** Start of Excerpted text **

Number 7 – sorry, David Murphy – was back in Arlington Monday night to retire as a Ranger. Back where it all started in 1991. Flanked by his family and former agent Scott Boras and former teammates including Palmeiro, Pudge fought back tears during his farewell press conference, rode onto the field in a convertible and then – fittingly – delivered a “first pitch” not from the mound, but from behind home plate down to Michael Young at 2nd base.
“It’s a very hard day for me,” said Rodriguez, wearing a red tie and blue coat. “It’s been a great, great, run. Twenty one years has been beautiful. To see teammates of mine, thank you guys for coming. I want to thank the fans here from Texas and fans from all over baseball. Thanks to the all the organizations I’ve played with.”
The crowd stood. Even the Yankees emerged from their dugout to salute.
In a season that’s seen the Rangers jump to a franchise-best 13-4 record, Pudge trumped all the highlights.
“He was the best I’ve ever seen,” said Rangers’ manager Ron Washington. “He had the quickest release and accuracy I’ve even seen. He was the scariest guy to have back there when you were at first base. He could beat up with the bat big-time. He was a special catcher.”
While popular opinion is that Ryan is the greatest Ranger because of his milestones (300th win, 5,000 strikeout and 2 no-hitters) achieved in Texas, fact is that he only played in Arlington 5 years as a .500 pitcher who never led his team to the playoffs. Young and Gonzalez are better Rangers. And Pudge trumps them all.
Signed by the Rangers as a 16-year-old in Puerto Rico – where he earned “Pudge” as a stocky kid – Rodriguez rocketed through the organization and debuted in ’91 at age 19. I’ll never forget the first time I saw him gun down a base-runner – from his knees, as if to enhance his degree of difficulty in an attempt to make it a fair fight.

** End of Excerpted text **
** Start of Dataset extract **

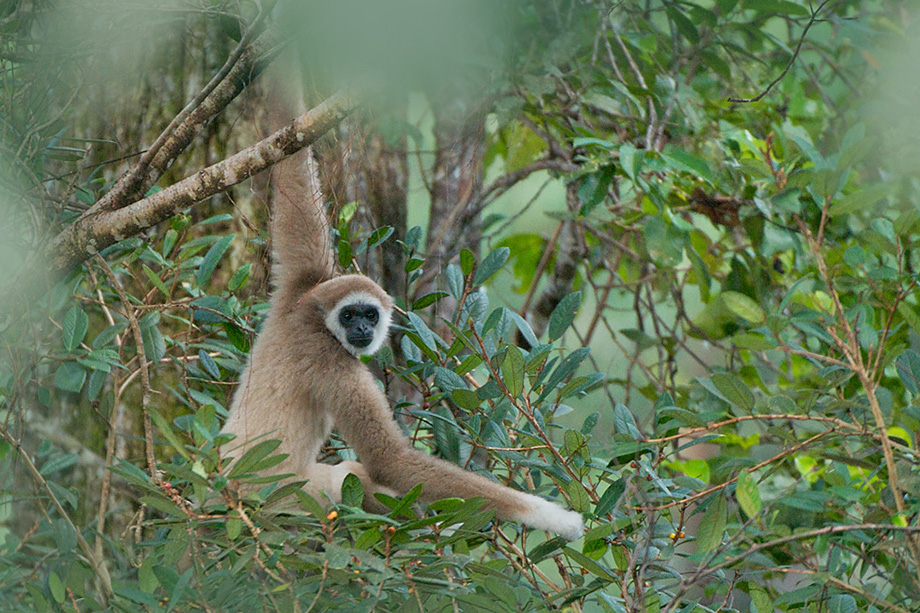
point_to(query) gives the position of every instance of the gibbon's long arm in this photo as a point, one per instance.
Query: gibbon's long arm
(362, 415)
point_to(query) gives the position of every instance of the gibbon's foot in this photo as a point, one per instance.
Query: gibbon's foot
(546, 515)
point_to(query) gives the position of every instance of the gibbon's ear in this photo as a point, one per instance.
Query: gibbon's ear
(373, 315)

** End of Dataset extract **

Task requirements
**1.** From the article on Pudge Rodriguez's retirement, reproduce word for word the stretch from "While popular opinion" through "a fair fight.".
**2.** Using the article on Pudge Rodriguez's retirement, decide whether each statement agrees with it, and give yes or no along with the exact words that settle it: (a) Rodriguez debuted with the Rangers at age 19. (b) Rodriguez threw his ceremonial first pitch from the mound. (c) The Rangers had reached a franchise-best 13-4 record that season.

In response
**1.**
While popular opinion is that Ryan is the greatest Ranger because of his milestones (300th win, 5,000 strikeout and 2 no-hitters) achieved in Texas, fact is that he only played in Arlington 5 years as a .500 pitcher who never led his team to the playoffs. Young and Gonzalez are better Rangers. And Pudge trumps them all.
Signed by the Rangers as a 16-year-old in Puerto Rico – where he earned “Pudge” as a stocky kid – Rodriguez rocketed through the organization and debuted in ’91 at age 19. I’ll never forget the first time I saw him gun down a base-runner – from his knees, as if to enhance his degree of difficulty in an attempt to make it a fair fight.

**2.**
(a) Yes: "debuted in ’91 at age 19"
(b) No: "not from the mound, but from behind home plate"
(c) Yes: "the Rangers jump to a franchise-best 13-4 record"